Volodymyr (Ze’yev) Jabotinsky Born in Odessa (1880) Jabotinsky was a journalist, a writer and poet. He wrote in both Russian and Hebrew. He was the leader of the right wing of Zionism, a cofounder of the Jewish Legion, and of both the “Beitar” and “Irgun” organizations.  He died in 1940 in New York and is reburied in Jerusalem.

He was a friend of Simon Petliura and wholeheartedly supported the Ukrainian National Republic.

During the meeting of the World Jewish Congress in 1923 he and his ideological allies were forced out of the leadership of this organization. They were defeated by the socialist wing of the movement, led by Chaim Weizmann (who later became the first president of Israel). For Ukrainians the difference of the views of the two wings became apparent during the trial of Schwartzbard, the killer of Petliura. The World Jewish Congress under Weizmann took a pro-Bolshevik position, while Jabotinsky defended the good name of Petliura.

In 1911, Jabotinsky wrote (in his native Russian, of course) a very interesting article on the anniversary of the birth of the great prophet, Taras Shevchenko. UV is presenting this English translation of the original. What is most interesting is Jabotinsky’s attitude and understanding, albeit from a pre-war imperial viewpoint, of Shevchenko, Ukrainian nationalism, as well as his vision and foresight of future events.

The article paints a unique picture of the Russian Empire in the years before World War 1, giving insight into events such as the Russian Revolution, Ukraine’s Declaration of Independence, the War of Independence and even the reasons for creating the Holodomor. 

(The following is a translation by Mirko Petriw from the Russian language original. Clarifications in brackets and the highlighting of segments of text are the translator’s.)

It is surprising how inconsistent people can be. When we say A, we usually do not think that we need to pronounce B as well. We approach a social fact as though it were isolated, torn from life and having no consequence.

And today we honor the memory of Shevchenko or at least we respond to its celebration. But at the same time — we draw no conclusions. Not only do we not listen to the words that were read, but often even in print it cannot be seen that anyone gave any thought to that which the recognition of this anniversary demands of us.

It can only be one of two things: either Shevchenko is a cultural misunderstanding, a philological curiosity and rarity, and then it makes no sense at all to celebrate his anniversaries, or else Shevchenko is a natural and characteristic phenomenon that comes to life as a sign of what is to come, and then each of us, having said A must utter B — that by recognizing this anniversary is to define one’s attitude towards this great phenomenon, the inevitability of which is prophesized by this celebration.
# # #
### Objective 1
Arrange the records as a numbered list, from their first line through the line that contains "143, 146, 188]]", with both ends included. Omit blank lines and leave the pictures out.
# # #
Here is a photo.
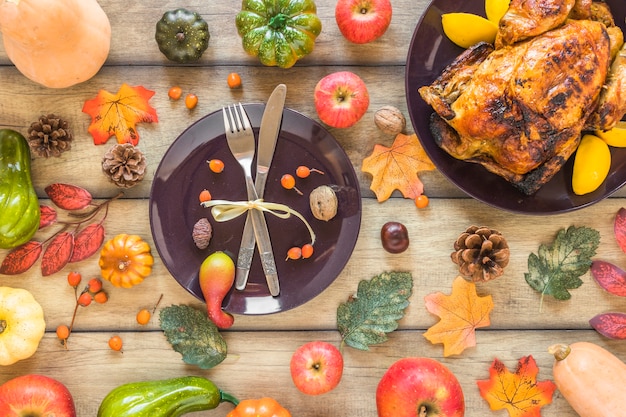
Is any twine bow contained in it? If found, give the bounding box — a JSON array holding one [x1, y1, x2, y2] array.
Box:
[[200, 199, 315, 244]]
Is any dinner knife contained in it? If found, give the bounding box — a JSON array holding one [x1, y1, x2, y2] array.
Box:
[[235, 84, 287, 297]]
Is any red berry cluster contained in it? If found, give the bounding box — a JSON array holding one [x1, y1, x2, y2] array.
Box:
[[56, 272, 109, 349]]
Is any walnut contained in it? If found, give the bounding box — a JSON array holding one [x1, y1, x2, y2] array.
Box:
[[374, 106, 406, 136], [191, 217, 213, 249], [309, 185, 339, 221]]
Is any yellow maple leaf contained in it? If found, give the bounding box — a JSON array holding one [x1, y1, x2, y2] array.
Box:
[[476, 356, 556, 417], [361, 133, 435, 202], [424, 276, 493, 356], [83, 84, 158, 145]]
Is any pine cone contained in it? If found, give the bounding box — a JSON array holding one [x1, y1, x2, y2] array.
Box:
[[450, 226, 510, 282], [28, 114, 72, 158], [102, 143, 146, 188]]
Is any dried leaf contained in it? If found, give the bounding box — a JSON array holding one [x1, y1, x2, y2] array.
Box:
[[337, 272, 413, 350], [361, 133, 435, 202], [41, 232, 74, 277], [524, 226, 600, 302], [159, 305, 227, 369], [0, 240, 43, 275], [39, 205, 57, 230], [45, 183, 92, 210], [70, 223, 104, 263], [476, 356, 556, 417], [591, 261, 626, 297], [613, 207, 626, 253], [424, 276, 493, 356], [589, 313, 626, 340], [83, 84, 158, 146]]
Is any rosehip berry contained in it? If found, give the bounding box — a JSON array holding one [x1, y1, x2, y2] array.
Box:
[[67, 272, 83, 288], [78, 292, 92, 307], [302, 243, 313, 259]]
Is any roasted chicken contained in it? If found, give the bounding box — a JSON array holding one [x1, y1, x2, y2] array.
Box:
[[419, 0, 626, 195]]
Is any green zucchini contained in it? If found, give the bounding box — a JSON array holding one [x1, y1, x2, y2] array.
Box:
[[0, 129, 41, 249], [98, 376, 238, 417]]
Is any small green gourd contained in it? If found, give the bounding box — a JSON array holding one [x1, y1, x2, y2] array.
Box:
[[155, 8, 211, 64], [0, 129, 41, 249], [98, 376, 239, 417]]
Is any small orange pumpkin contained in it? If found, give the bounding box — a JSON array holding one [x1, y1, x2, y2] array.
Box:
[[98, 233, 154, 288], [0, 0, 111, 88]]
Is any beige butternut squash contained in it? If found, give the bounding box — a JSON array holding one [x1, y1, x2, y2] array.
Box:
[[0, 0, 111, 88], [548, 342, 626, 417]]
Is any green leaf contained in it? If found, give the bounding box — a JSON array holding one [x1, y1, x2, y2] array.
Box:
[[337, 272, 413, 350], [159, 305, 227, 369], [524, 226, 600, 301]]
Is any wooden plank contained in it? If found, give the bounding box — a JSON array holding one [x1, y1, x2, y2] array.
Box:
[[0, 199, 624, 331], [0, 330, 626, 417]]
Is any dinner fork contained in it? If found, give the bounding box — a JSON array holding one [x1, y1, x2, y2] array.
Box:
[[222, 103, 280, 296]]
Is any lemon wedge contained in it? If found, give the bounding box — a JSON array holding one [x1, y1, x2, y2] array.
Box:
[[441, 13, 498, 48], [596, 122, 626, 148], [485, 0, 511, 25], [572, 135, 611, 195]]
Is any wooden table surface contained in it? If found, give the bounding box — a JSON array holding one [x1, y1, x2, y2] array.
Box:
[[0, 0, 626, 417]]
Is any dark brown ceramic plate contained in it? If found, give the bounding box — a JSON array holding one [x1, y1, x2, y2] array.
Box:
[[150, 104, 361, 314], [406, 0, 626, 214]]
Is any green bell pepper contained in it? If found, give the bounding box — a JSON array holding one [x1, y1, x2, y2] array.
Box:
[[235, 0, 322, 68]]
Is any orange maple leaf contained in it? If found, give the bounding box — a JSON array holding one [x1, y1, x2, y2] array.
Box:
[[361, 133, 435, 202], [476, 356, 556, 417], [424, 276, 493, 356], [83, 84, 158, 145]]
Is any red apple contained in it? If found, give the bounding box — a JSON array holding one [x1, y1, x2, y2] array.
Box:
[[290, 341, 343, 395], [314, 71, 370, 128], [0, 374, 76, 417], [335, 0, 391, 43], [376, 358, 465, 417]]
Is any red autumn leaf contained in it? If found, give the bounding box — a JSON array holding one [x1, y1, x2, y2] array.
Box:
# # #
### Objective 2
Repeat the article on Shevchenko from "And today we" to "by this celebration.", swapping "celebration" for "commemoration".

### Worked answer 1
1. Here is a photo.
2. Is any twine bow contained in it? If found, give the bounding box — a JSON array holding one [x1, y1, x2, y2] array.
3. Box:
4. [[200, 199, 315, 244]]
5. Is any dinner knife contained in it? If found, give the bounding box — a JSON array holding one [x1, y1, x2, y2] array.
6. Box:
7. [[235, 84, 287, 297]]
8. Is any red berry cluster contained in it? If found, give the bounding box — a JSON array holding one [x1, y1, x2, y2] array.
9. Box:
10. [[56, 272, 109, 349]]
11. Is any walnut contained in it? If found, give the bounding box — a JSON array holding one [x1, y1, x2, y2] array.
12. Box:
13. [[374, 106, 406, 136], [191, 217, 213, 249], [309, 185, 339, 221]]
14. Is any yellow maple leaf contained in it? If found, give the bounding box — a JSON array holding one [x1, y1, x2, y2] array.
15. Box:
16. [[476, 356, 556, 417], [361, 133, 435, 202], [424, 276, 493, 356], [83, 84, 158, 145]]
17. Is any pine cone contained in it? If found, give the bounding box — a JSON array holding one [x1, y1, x2, y2] array.
18. Box:
19. [[450, 226, 510, 282], [28, 114, 72, 158], [102, 143, 146, 188]]

### Worked answer 2
And today we honor the memory of Shevchenko or at least we respond to its commemoration. But at the same time — we draw no conclusions. Not only do we not listen to the words that were read, but often even in print it cannot be seen that anyone gave any thought to that which the recognition of this anniversary demands of us.

It can only be one of two things: either Shevchenko is a cultural misunderstanding, a philological curiosity and rarity, and then it makes no sense at all to celebrate his anniversaries, or else Shevchenko is a natural and characteristic phenomenon that comes to life as a sign of what is to come, and then each of us, having said A must utter B — that by recognizing this anniversary is to define one’s attitude towards this great phenomenon, the inevitability of which is prophesized by this commemoration.